• **Request**:
Count the lines in the listing below that contain the string "black", treating uppercase and lowercase as different, and give only the number.

• **Dataset**:
----------

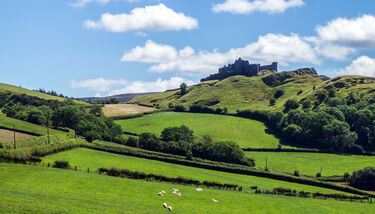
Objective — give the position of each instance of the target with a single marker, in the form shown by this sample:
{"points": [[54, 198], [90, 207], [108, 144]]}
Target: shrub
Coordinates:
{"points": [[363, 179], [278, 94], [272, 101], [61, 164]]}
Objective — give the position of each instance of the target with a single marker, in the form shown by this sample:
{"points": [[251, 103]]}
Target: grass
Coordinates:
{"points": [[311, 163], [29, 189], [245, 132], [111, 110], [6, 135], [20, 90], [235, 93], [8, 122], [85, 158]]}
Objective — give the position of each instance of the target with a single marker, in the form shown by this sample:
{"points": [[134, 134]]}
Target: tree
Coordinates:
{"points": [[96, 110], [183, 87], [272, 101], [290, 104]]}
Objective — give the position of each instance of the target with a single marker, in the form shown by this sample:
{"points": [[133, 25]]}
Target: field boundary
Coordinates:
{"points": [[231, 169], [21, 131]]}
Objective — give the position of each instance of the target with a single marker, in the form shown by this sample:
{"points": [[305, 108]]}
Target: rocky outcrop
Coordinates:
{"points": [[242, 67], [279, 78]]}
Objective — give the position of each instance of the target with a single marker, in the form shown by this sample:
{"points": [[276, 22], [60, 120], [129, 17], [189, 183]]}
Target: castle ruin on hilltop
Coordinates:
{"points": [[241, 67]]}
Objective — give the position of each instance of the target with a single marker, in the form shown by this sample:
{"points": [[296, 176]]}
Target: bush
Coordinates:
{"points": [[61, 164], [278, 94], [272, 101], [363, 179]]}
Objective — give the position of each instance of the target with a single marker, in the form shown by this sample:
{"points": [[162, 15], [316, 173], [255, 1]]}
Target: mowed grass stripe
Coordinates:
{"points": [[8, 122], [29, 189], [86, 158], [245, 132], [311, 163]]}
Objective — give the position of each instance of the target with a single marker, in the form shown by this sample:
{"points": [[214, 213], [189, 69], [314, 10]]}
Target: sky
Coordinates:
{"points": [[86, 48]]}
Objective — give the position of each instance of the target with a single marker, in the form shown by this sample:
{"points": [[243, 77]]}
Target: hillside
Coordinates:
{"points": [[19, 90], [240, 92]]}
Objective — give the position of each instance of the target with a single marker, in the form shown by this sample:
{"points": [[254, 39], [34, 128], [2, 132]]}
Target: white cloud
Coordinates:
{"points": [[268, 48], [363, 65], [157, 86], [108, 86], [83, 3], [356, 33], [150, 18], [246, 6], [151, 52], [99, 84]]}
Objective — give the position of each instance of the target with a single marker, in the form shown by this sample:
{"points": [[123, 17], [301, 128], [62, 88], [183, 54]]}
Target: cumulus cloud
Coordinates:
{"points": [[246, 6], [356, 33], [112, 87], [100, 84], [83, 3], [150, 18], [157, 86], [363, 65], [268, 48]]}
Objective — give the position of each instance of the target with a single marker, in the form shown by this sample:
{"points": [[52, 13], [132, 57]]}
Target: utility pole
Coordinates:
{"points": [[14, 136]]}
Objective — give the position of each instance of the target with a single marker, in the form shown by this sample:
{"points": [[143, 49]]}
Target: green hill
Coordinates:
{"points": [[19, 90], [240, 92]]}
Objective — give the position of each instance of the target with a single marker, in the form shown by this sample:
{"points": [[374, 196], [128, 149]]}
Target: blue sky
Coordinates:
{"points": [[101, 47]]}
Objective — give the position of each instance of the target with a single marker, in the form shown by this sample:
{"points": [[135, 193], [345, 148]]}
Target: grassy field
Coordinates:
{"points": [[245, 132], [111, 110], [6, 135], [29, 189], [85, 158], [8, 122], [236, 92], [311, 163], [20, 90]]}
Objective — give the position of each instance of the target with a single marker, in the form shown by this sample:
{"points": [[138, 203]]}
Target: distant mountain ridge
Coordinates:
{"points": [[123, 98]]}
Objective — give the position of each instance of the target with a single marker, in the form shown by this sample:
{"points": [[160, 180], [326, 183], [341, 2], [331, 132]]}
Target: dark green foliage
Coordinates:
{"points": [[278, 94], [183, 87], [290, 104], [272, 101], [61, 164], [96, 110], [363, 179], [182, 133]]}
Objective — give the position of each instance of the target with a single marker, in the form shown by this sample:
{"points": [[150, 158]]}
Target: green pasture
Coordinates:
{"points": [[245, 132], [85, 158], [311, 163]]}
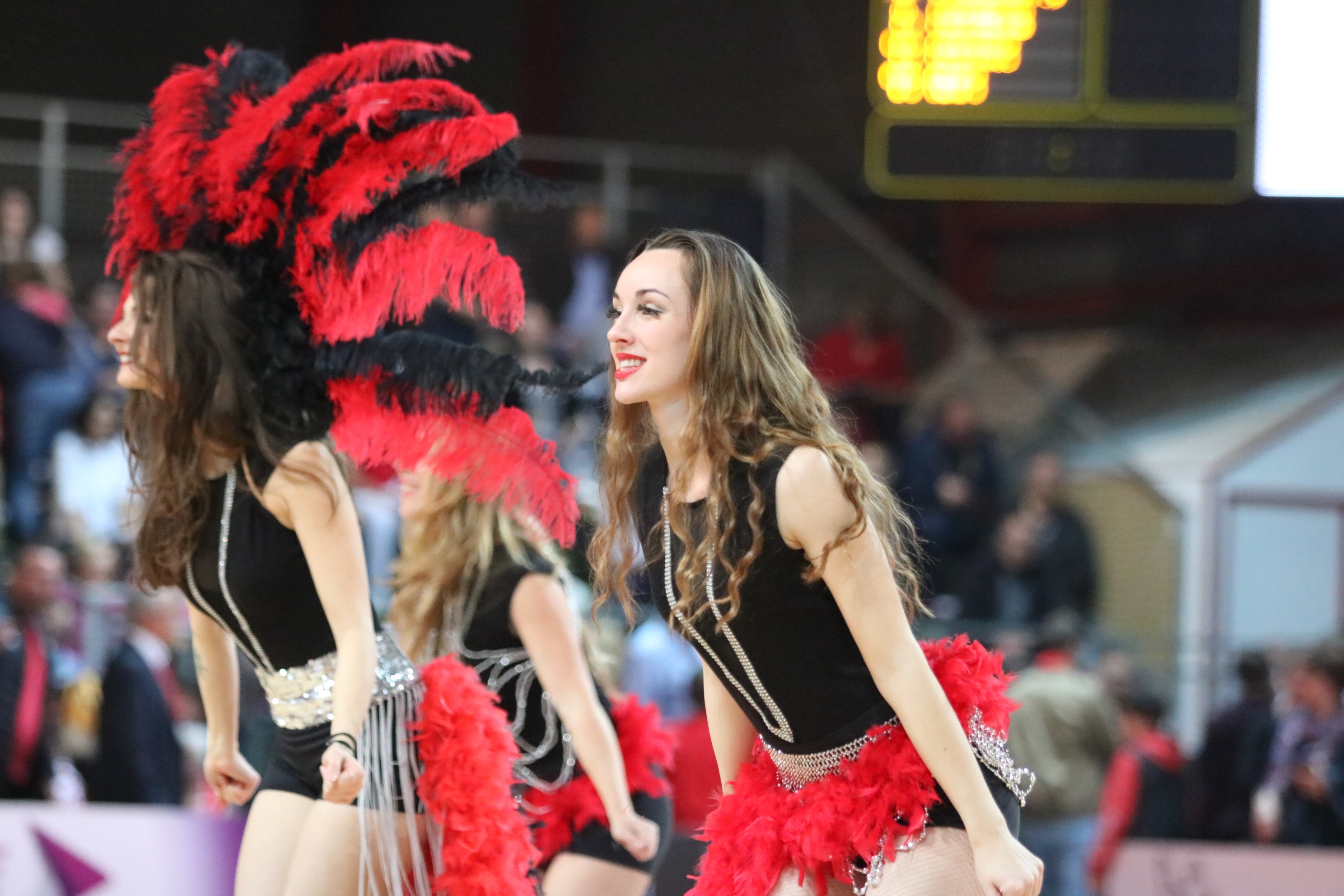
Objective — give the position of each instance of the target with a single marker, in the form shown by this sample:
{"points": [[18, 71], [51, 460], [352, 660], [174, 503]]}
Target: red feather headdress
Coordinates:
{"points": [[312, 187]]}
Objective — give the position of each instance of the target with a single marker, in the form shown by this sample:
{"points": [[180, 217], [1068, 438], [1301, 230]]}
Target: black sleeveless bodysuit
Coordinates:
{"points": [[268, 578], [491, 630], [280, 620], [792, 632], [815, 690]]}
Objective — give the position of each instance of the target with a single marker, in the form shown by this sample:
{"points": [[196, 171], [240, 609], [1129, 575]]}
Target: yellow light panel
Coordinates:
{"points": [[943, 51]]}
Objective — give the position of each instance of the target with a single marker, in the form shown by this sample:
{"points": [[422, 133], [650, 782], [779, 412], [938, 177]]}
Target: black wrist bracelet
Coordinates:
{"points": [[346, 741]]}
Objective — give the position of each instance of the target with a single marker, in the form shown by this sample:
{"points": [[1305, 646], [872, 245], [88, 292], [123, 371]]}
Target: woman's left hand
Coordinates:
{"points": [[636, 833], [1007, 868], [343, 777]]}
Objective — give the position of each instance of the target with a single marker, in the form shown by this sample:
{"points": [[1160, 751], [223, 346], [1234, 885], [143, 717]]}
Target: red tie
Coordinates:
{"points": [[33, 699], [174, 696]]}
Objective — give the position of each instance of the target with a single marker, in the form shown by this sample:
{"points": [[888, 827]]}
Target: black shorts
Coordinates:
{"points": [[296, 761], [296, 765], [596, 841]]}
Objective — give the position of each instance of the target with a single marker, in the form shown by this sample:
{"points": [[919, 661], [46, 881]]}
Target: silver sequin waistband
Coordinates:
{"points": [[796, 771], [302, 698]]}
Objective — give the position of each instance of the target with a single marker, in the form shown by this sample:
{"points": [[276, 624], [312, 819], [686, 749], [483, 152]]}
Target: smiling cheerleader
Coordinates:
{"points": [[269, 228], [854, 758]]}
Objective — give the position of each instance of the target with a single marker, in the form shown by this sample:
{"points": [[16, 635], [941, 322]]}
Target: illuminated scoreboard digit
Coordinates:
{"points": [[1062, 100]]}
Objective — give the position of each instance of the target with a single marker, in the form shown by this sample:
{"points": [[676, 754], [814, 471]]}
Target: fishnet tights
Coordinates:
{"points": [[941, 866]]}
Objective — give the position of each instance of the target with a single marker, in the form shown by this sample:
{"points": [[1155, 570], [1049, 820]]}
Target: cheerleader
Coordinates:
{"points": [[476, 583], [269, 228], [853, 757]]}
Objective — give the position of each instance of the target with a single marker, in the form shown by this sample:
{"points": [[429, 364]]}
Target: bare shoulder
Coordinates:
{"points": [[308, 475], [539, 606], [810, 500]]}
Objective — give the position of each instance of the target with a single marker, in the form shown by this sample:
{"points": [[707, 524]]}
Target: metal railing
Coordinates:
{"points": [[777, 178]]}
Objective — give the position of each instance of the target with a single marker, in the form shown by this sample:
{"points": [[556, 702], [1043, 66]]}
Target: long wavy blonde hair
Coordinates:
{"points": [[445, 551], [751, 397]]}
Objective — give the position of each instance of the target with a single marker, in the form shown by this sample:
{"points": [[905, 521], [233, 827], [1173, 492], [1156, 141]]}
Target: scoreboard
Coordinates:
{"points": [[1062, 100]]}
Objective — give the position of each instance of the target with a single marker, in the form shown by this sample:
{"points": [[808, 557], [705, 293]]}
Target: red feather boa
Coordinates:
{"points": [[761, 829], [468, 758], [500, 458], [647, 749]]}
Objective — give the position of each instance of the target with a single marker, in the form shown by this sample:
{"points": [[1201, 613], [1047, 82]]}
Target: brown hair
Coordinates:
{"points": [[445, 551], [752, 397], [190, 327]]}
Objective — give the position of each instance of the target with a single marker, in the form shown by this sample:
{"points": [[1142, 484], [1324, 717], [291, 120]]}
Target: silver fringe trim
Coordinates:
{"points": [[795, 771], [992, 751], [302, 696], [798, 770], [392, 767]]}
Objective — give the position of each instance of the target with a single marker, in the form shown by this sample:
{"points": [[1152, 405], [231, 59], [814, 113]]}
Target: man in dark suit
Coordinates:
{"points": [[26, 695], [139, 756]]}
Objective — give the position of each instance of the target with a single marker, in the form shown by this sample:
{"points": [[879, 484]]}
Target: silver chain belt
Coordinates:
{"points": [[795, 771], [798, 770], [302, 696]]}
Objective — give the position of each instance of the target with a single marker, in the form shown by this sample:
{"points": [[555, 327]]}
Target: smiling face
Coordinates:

----------

• **Expected answer**:
3